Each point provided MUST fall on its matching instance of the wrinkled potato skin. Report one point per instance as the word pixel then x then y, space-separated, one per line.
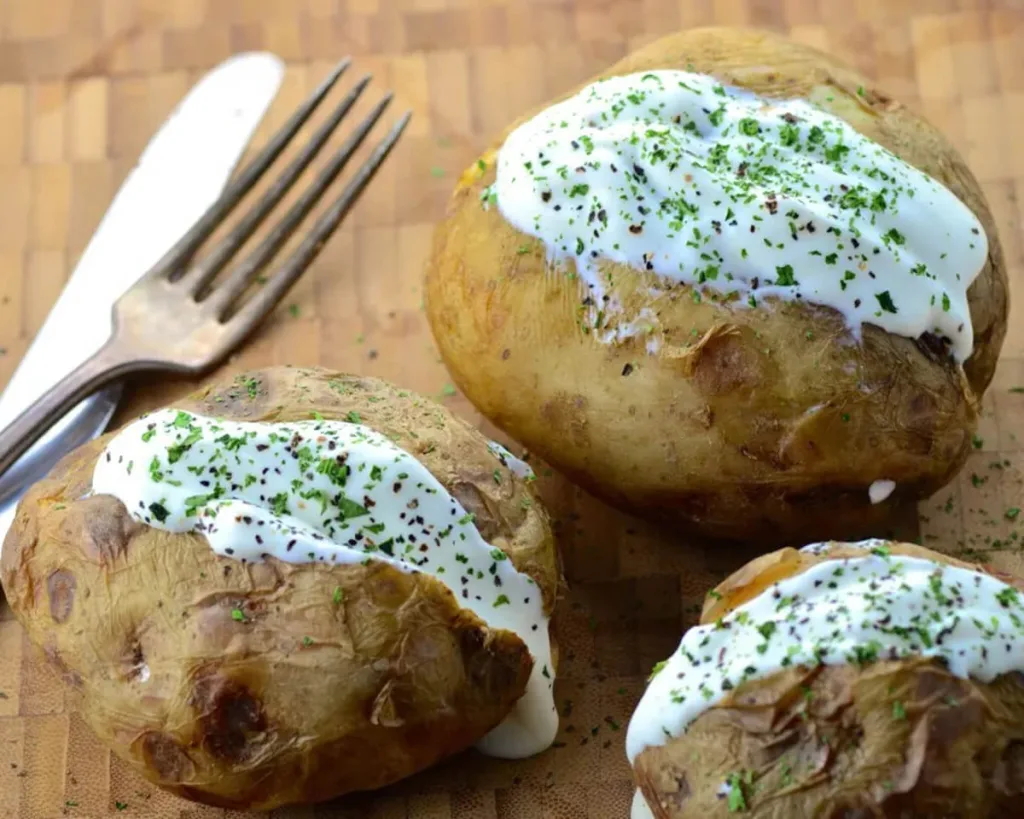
pixel 749 423
pixel 825 742
pixel 246 715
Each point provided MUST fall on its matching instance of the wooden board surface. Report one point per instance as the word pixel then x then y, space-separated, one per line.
pixel 84 84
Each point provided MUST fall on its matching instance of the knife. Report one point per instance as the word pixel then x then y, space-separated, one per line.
pixel 179 174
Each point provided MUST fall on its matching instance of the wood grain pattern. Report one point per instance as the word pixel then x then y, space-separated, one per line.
pixel 85 83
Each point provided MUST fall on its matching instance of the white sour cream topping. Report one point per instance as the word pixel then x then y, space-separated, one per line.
pixel 851 610
pixel 743 196
pixel 880 490
pixel 333 492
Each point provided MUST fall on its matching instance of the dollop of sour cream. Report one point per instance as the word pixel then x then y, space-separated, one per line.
pixel 333 492
pixel 742 197
pixel 852 610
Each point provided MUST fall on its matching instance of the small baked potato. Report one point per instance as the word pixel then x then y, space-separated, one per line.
pixel 898 725
pixel 252 684
pixel 772 421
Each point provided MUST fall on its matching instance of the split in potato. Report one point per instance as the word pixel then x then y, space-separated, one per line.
pixel 238 674
pixel 668 394
pixel 871 679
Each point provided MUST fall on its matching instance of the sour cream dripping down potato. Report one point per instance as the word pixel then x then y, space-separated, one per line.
pixel 867 679
pixel 292 586
pixel 728 282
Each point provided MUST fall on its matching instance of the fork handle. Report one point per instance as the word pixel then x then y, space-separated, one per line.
pixel 107 364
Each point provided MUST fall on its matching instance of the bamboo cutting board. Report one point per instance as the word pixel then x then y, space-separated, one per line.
pixel 84 84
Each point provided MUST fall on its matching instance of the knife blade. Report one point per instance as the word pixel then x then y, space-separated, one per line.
pixel 179 174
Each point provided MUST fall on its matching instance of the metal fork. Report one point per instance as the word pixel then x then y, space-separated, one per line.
pixel 176 318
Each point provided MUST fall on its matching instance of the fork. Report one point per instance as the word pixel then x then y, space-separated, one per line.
pixel 176 318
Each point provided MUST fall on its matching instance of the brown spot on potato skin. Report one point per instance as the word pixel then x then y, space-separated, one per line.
pixel 60 586
pixel 231 719
pixel 108 528
pixel 165 757
pixel 725 363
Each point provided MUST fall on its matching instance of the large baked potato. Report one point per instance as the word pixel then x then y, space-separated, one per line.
pixel 771 422
pixel 251 684
pixel 887 727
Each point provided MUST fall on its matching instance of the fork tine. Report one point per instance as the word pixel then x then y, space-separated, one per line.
pixel 249 316
pixel 239 279
pixel 204 272
pixel 185 247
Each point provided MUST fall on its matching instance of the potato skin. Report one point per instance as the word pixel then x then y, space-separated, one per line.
pixel 763 423
pixel 826 742
pixel 306 698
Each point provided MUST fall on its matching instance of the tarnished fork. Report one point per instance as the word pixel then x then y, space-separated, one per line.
pixel 176 317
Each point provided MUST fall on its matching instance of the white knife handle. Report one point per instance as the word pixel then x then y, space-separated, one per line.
pixel 108 364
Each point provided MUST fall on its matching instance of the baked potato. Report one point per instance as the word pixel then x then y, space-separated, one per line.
pixel 845 680
pixel 247 593
pixel 753 389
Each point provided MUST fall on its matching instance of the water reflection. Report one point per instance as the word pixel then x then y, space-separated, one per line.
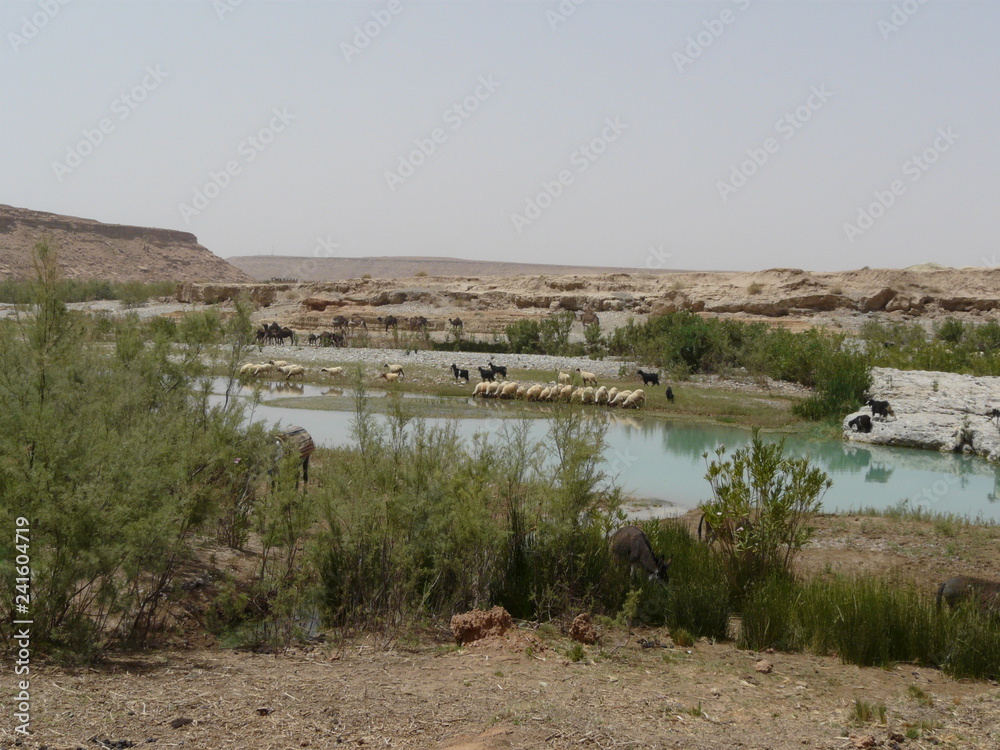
pixel 662 461
pixel 879 472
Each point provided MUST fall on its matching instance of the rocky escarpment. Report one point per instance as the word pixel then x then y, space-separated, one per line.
pixel 491 302
pixel 87 249
pixel 936 411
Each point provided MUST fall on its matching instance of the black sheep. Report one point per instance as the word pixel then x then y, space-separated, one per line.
pixel 649 378
pixel 861 423
pixel 880 408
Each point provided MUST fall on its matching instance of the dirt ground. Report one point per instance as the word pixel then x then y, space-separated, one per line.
pixel 521 690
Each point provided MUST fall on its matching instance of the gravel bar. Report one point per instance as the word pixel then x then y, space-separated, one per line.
pixel 325 356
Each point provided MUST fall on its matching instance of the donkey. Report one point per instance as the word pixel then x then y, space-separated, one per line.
pixel 985 593
pixel 631 545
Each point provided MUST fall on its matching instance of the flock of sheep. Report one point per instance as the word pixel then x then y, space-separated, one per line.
pixel 490 387
pixel 567 392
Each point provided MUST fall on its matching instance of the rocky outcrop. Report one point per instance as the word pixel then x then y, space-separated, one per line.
pixel 261 294
pixel 878 301
pixel 935 411
pixel 87 249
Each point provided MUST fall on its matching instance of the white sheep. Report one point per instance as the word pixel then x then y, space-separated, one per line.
pixel 620 398
pixel 635 400
pixel 293 371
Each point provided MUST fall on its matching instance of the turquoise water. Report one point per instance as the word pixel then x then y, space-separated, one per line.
pixel 661 462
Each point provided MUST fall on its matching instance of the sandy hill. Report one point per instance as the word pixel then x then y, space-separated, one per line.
pixel 267 267
pixel 88 249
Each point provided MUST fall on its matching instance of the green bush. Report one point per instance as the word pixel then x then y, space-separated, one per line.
pixel 843 381
pixel 697 598
pixel 423 521
pixel 768 615
pixel 871 621
pixel 762 503
pixel 524 337
pixel 118 461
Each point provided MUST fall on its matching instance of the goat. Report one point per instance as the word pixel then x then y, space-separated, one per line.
pixel 861 423
pixel 985 593
pixel 880 408
pixel 631 545
pixel 649 378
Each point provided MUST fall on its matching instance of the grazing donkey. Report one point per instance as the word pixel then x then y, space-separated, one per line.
pixel 985 593
pixel 631 545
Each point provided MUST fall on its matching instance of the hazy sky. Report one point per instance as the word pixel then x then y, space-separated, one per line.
pixel 700 135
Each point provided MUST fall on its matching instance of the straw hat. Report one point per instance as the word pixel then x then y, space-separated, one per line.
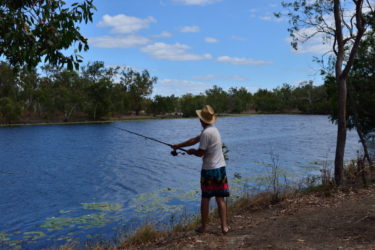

:::::

Assignment | Skipping the pictures, output the entries exactly as they appear above.

Exercise result |
Each point provided MUST fall on its matching instance of the wrinkled potato skin. Report one point per instance as the word pixel then x then y, space-separated, one per line.
pixel 749 423
pixel 825 742
pixel 246 715
Each point provided MUST fall on its matching instance of the wooden board surface. Report one point per instance as the word pixel then x then y, space-separated, one per line.
pixel 84 84
Each point provided MUST fall on its matching instance of the knife. Report one point per instance as the word pixel then x then y, space-separated, one per line.
pixel 179 174
Each point provided MUST fall on its matching instance of the wood grain pattern. Report one point per instance as the word pixel then x then y, space-separated, one per line.
pixel 85 83
Each point provided MUST fall on its matching instance of the white sour cream topping. Report one point per instance as the word pixel then x then y, space-separated, one per line.
pixel 851 610
pixel 743 196
pixel 880 490
pixel 333 492
Each point provided MUST fall on its matching instance of the dollop of sour cream. Report one point per instance as the word pixel then x then y, space-separated, one per line.
pixel 333 492
pixel 742 197
pixel 852 610
Each point provided MUST fall on its matching instance of the small baked potato. Report one point per instance as the word pixel then x then y, space-separated, one per line.
pixel 898 725
pixel 252 684
pixel 772 421
Each point provided MUST fall on its matching instance of the split in potato. Report one point per instance as the word pixel then x then y, space-separated, one per line.
pixel 238 674
pixel 668 394
pixel 871 679
Each point provided MUST fall on its matching instance of the sour cream dripping down potato. Report one point per instance as the word pixel then x then y, space-separated, one per line.
pixel 867 679
pixel 292 586
pixel 728 282
Each point provided MUST fall on its matching instance of the fork handle. Report one point per instance as the word pixel then x then y, space-separated, one per line.
pixel 107 364
Each point provided MUST fall on its matching instance of the bamboo cutting board. Report one point per instance as the word pixel then x then y, space-separated, one per line.
pixel 84 84
Each point provided MUST fall on its matching instance of the knife blade. Report one point per instance as the word pixel then x then y, space-separated, one per line.
pixel 179 174
Each point provided MUST fall on its matching instance of the metal fork. Report one point per instance as the word pixel then x then y, space-separated, one per line.
pixel 176 318
Each point provided MUST fall on its matching instance of the fork. Report one point per instance as the word pixel then x then y, space-separated, one per line.
pixel 176 318
Each point provided MUST fall on its matching instance of the brown spot on potato skin. Report one point per instance as the word pixel then x then y, space-separated, one per line.
pixel 60 586
pixel 231 719
pixel 108 528
pixel 165 757
pixel 725 363
Each point provided MUST fall on its matching instance of the large baked potato. Report one point per instance as the word pixel then x then y, space-separated, one per line.
pixel 771 422
pixel 251 684
pixel 887 727
Each point provided MUST fall on its matching instance of the fork tine. Report one point per instance as the word pixel then x then y, space-separated, one per line.
pixel 249 316
pixel 239 279
pixel 204 272
pixel 185 247
Each point provided MUST fall on its matching instance of the potato skin. Report one point per instance as the word pixel then x then y, space-separated, one per line.
pixel 763 423
pixel 826 742
pixel 306 698
Each point provided MUST fall on its matching instance of the tarnished fork. Report one point per instance as the word pixel then x then y, space-separated, one per line.
pixel 176 317
Each point provided MUST fall on its matching instance of the white knife handle. Report one point per instance as the word pixel then x then y, space-separated, one per line.
pixel 108 364
Each point provided MUST fall on its matching instance of the baked potato. Report one point per instance as the word pixel then x then y, space-separated, one per line.
pixel 845 680
pixel 247 593
pixel 753 389
Each point provided MUST fall on its matching instance of the water reflection. Report one point per instance as the word pixel then x then y, space-separated, one per line.
pixel 662 461
pixel 879 472
Each point provided MUST fall on its matching instance of the rocky escarpment. Report one point per instance as the word pixel then x then y, space-separated, one per line.
pixel 491 302
pixel 87 249
pixel 936 411
Each point provided MUST fall on its matching instance of the black sheep. Report one point per instance as the word pixel then x then y, space-separated, one per line.
pixel 649 378
pixel 861 423
pixel 880 408
Each point provided MUST fall on its matching instance of the dirt ground. Report one point per instance as the word pixel then x then y, space-separated, one per line.
pixel 521 690
Each point provided MUST fall on its matching instance of the gravel bar. Report one point per instance as the word pixel then x then y, space-separated, one per line.
pixel 325 356
Each point provided MUST fall on its matching instance of the donkey. Report one point per instance as the word pixel then x then y, space-separated, one per line.
pixel 985 593
pixel 631 545
Each point provided MUST fall on its matching instance of the flock of sheep. Report one point per instance as the word pixel then x then y, space-separated, one per line.
pixel 490 387
pixel 567 392
Each point provided MUST fall on its matching instance of the rocky outcrop. Report one point per instance as the word pixel then x then y, space-separated, one per line.
pixel 261 294
pixel 878 301
pixel 935 411
pixel 87 249
Each point provided MUST fall on its matching instance of the white sheep. Report one point per instance as the word pixel then x then y, space-separated, one per line.
pixel 620 398
pixel 635 400
pixel 293 371
Each point provided MUST fall on its matching instance of the turquoise water. Report one point per instance as the word pixel then x then y, space-separated, one per line.
pixel 661 462
Each point provided MUST fall on its matching instance of the sandy hill. Report one point per instance as the word pixel then x then y, space-separated, one per line.
pixel 267 267
pixel 88 249
Each point provided MUST fall on its matching instance of the green bush. Report one point per instance as the word pixel then x then y, space-separated, one per line.
pixel 843 381
pixel 697 598
pixel 423 521
pixel 768 615
pixel 871 621
pixel 762 503
pixel 524 337
pixel 118 461
Each point provided MUST fall on its matching instance of the goat. Report one point per instance as the word pixel then x then y, space-separated, one per line.
pixel 861 423
pixel 985 593
pixel 880 408
pixel 631 545
pixel 649 378
Each point provided MUST fall on its matching instance of the grazing donkey. Report one point per instance as the word pixel then x then y, space-separated, one per line.
pixel 985 593
pixel 631 545
Each point provided MUST fall on its matching instance of the hazy sky. Report one point per instance as the word pixel then x then y, space-separated, one per line.
pixel 700 135
Each point provided MUST fall on its matching instance of the straw hat. Report one point per instance as the word pixel then x then y, space-separated, one per line.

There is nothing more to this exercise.